▸ **FRAGMENTO**
━━━━━━━━
Y ni siquiera el conocimiento más profundo de la genética de una enfermedad garantiza que los científicos puedan desarrollar un medicamento que funcione. Para complicar las cosas, las mutaciones pueden tener efectos positivos y negativos de forma simultánea: la misma variación genética que puede generar resistencia al VIH también puede aumentar la susceptibilidad al virus del Nilo Occidental.

Pero si hubo alguna vez un momento idóneo para avanzar en un campo mediante la colaboración mundial y con decenas de miles de personas dispuestas a ofrecer su información genética para ayudar a impulsar la investigación, es este. Del mismo modo que se desarrolló una vacuna contra la COVID-19 en unos plazos que a muchos les parecían imposibles, también la investigación genética de la enfermedad podría progresar a pasos agigantados que en tiempos de normalidad parecerían implausibles.

“Creo que esta pandemia ha unido a dos comunidades que no habían cooperado lo suficiente”, me dijo Daly, refiriéndose al campo de la genética y al de las enfermedades infecciosas. Y esto es solo el comienzo.

Cuando empecé a pensar en el posible papel de la genética en esta enfermedad, me preocupó que al contar la historia de los genes desviáramos la atención de los fracasos sociales que han exacerbado los estragos del virus. Cualquier científico te dirá que los factores observables, como las dolencias subyacentes, la edad y las aportaciones del entorno que determinan el riesgo, desempeñan un papel importante. Las personas sin acceso a la atención médica o que viven en hogares hacinados y desatendidos seguramente corren un mayor peligro que aquellos que poseen ciertos marcadores genéticos y tienen el lujo de poder mantenerse a salvo.

Sin embargo, esa no es la única manera de contar esta historia. El poder de la genética consiste en dar sentido al azar y entender la biología y, con ello, dejar de culpar a la persona.
━━━━━━━━
▸ **DATOS RECOPILADOS**
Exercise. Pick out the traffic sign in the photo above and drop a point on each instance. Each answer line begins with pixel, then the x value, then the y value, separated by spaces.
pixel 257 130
━━━━━━━━
▸ **QUÉ HACER**
Escribe la continuación del fragmento sobre la genética y la COVID-19, empezando justo después de su última oración.

▸ **TU RESPUESTA**
Hace poco hablé con una antigua paciente de COVID-19 que estuvo a punto de morir por la enfermedad, mientras que sus padres se mantuvieron sanos en general, a pesar de haber convivido con ella los días previos a la aparición de los síntomas y de haber cuidado de ella. Dijo que las personas que se enteran de lo que le ocurrió siempre buscan una explicación, alguna pista, de por qué una joven sana casi muere a causa del virus. Debe de haber algo que la puso en riesgo. “Creo que a las personas les incomoda tanto el azar que acusan a la víctima. Se apartan así de la tragedia —dijo—. He perdido el control de mi vida, básicamente. Y la gente no quiere creer que hay azar en ello, porque les produce auténtico pavor.”

Es improbable que alguna vez tengamos una explicación completa para todas las personas que enfermaron de gravedad y para todas las que no lo hicieron. Pero tal vez este trabajo en la genética pueda procurarnos una forma de asimilar la verdad de que cualquiera de nosotros podría ser vulnerable. Hay vulnerabilidades que podemos ver, como la edad y las dolencias médicas subyacentes. Y también hay vulnerabilidades menos visibles, que incluso estén codificadas en nuestros genes.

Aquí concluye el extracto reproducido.